● **Task requirements**
A) According to the Kent Messenger column, how many patients will build up to treat in the next financial year?
B) Reproduce the passage of the Kent Messenger column starting at "I have some" and ending at "than ever before.".

Kent Messenger Column - 10-02-17
This paper previously reported of West Kent Clinical Commissioning group's (WKCCG) decision to cease non-urgent operations until the new financial year. Last week, this story was also featured nationally in papers such as the Guardian and the Times. Kent MPs had not been given any notice of these changes by the CCG which prompted myself and my two neighbouring MPs to hold an urgent discussion with WKCCG's 'accountable officer', Ian Ayres, to get to the bottom of matters.
For the benefit of worried constituents, I should firstly clarify that GPs are still referring patients to hospital specialists to fully diagnose conditions and plan treatments. It is only if an agreed procedure or pathway is not considered urgent that the CCG is delaying it until April 2017 onward. Reassuring for some, but eminently unsatisfactory for those in discomfort awaiting hip and knee replacements, which are typically the types of operation being delayed.
Mr Ayres admitted that the delay will only buy some time to work out what to do about the funding shortfall in the longer term. Meanwhile there will be a build-up of some 1700 patients to treat in the next financial year, adversely affecting CCG finances and hospital resources in 2017-18 when the 'tap' is turned back on.
I have some sympathy for WKCCG because increased patient demand is simply exceeding the finance available from a fixed annual government contract; there are more of us, living longer, with more complex conditions and expensive treatments than ever before.
Lessons need to be learned from the few CCGs in our region who are balancing their budgets, but these will likely be limited in breadth and depth; the need for substantial additional funding therefore seems inescapable. For several years now public mood has suggested we would be willing to pay higher taxes specifically to bolster up our NHS. It will be a brave Government to take that step but it is a question that must now be debated.

● **Extracted data**
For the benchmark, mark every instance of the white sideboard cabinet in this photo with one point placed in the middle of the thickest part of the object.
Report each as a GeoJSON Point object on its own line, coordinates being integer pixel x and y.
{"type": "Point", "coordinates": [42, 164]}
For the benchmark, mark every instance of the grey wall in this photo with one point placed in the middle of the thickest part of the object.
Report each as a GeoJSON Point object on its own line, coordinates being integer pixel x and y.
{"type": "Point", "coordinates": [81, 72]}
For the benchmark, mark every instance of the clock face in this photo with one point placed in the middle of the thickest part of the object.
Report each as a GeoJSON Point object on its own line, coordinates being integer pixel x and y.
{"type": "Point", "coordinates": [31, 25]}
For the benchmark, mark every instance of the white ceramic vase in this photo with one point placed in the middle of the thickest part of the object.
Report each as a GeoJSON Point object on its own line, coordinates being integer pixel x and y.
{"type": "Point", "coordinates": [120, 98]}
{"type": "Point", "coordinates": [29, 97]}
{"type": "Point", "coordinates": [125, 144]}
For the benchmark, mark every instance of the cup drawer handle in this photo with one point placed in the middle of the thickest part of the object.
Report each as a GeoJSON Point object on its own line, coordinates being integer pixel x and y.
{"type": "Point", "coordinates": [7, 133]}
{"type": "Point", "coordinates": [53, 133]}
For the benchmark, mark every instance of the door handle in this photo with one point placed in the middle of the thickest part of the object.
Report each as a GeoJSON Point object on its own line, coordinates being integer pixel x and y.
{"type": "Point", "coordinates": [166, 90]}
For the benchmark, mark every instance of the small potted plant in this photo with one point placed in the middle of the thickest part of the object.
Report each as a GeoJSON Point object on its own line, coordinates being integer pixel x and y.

● **Answers by task**
A) Some 1700 patients.

B)
I have some sympathy for WKCCG because increased patient demand is simply exceeding the finance available from a fixed annual government contract; there are more of us, living longer, with more complex conditions and expensive treatments than ever before.